> _WORK TO COMPLETE_
Can you retype only the lines from the one with "Target: closet storage drawer" through the final line of the material, exactly as given?

> _Pointing records_
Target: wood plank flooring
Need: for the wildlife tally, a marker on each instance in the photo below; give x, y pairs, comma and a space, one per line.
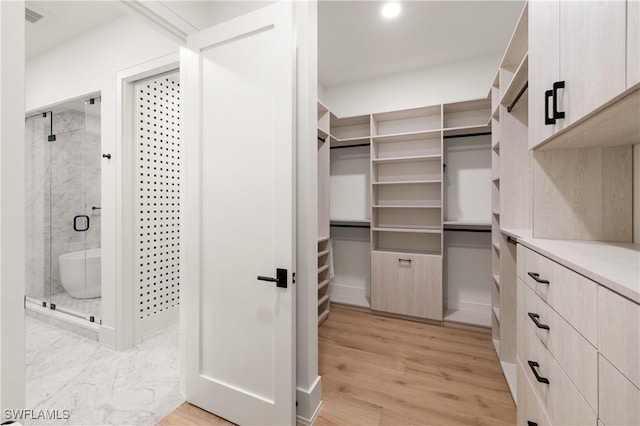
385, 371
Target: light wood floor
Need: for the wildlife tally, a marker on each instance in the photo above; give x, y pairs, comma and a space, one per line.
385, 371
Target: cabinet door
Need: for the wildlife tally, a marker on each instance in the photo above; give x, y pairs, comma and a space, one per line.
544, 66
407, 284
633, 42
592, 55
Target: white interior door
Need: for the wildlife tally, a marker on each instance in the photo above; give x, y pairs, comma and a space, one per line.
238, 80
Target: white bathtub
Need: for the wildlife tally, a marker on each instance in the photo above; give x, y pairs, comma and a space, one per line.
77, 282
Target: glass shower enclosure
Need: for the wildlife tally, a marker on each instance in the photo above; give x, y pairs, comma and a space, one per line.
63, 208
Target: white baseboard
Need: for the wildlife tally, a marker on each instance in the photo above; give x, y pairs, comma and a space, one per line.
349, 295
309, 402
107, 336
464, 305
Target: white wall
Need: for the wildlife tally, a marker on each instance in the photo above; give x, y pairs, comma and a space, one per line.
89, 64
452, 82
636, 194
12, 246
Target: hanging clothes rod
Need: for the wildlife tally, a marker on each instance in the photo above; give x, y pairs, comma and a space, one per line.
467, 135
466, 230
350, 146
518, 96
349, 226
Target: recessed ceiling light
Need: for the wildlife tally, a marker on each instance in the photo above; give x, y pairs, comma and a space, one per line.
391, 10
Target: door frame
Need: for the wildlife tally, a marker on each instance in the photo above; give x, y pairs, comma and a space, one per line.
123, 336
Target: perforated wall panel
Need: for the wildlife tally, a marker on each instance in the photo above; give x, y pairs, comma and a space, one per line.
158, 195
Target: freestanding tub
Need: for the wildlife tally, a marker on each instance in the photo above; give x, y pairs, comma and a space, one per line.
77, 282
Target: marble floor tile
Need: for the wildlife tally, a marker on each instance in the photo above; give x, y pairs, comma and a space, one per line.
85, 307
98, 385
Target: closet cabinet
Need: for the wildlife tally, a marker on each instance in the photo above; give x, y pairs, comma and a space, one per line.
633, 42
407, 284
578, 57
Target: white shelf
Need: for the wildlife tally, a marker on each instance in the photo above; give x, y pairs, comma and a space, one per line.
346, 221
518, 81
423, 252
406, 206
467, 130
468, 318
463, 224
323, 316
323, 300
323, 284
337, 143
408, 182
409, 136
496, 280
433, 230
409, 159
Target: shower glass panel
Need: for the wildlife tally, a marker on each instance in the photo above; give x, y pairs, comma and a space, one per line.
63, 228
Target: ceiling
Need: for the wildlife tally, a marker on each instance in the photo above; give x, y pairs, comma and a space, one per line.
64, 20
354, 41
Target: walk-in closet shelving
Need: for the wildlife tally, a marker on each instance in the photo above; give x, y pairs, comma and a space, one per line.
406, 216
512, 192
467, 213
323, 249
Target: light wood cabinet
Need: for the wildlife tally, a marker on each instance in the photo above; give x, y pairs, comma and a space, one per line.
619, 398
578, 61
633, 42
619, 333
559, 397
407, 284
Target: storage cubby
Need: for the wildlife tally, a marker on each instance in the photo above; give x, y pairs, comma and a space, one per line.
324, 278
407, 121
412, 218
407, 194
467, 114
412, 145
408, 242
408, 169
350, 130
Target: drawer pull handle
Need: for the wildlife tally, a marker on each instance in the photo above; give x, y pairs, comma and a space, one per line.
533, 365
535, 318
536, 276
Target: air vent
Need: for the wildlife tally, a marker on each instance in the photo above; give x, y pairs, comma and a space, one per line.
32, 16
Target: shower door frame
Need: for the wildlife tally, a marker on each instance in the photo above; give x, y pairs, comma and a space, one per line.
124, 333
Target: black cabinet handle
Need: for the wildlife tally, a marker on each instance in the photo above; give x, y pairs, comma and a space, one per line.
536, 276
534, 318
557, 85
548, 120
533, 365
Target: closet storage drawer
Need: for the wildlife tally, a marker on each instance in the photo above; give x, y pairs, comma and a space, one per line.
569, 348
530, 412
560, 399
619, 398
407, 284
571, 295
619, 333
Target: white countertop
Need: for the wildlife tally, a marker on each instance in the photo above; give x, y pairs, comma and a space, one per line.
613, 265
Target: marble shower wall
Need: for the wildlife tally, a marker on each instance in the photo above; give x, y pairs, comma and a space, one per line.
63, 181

> _RESULT OF THIS EXERCISE_
Target: closet storage drawer
Need: for the wildlife tally, a marker on each instance in the photo above; give x, y pairs, comma and a space, one per line.
569, 348
530, 412
560, 399
619, 398
407, 284
571, 295
619, 333
Target: white countertop
Need: for the wildlife tally, a marker on each instance in the photo above; give x, y pairs, comma and a space, one per line.
613, 265
Target: marble shower wall
Need: for the wildlife tally, a marker on each instance in the photo above; give x, y pairs, comma and a space, one per line.
63, 181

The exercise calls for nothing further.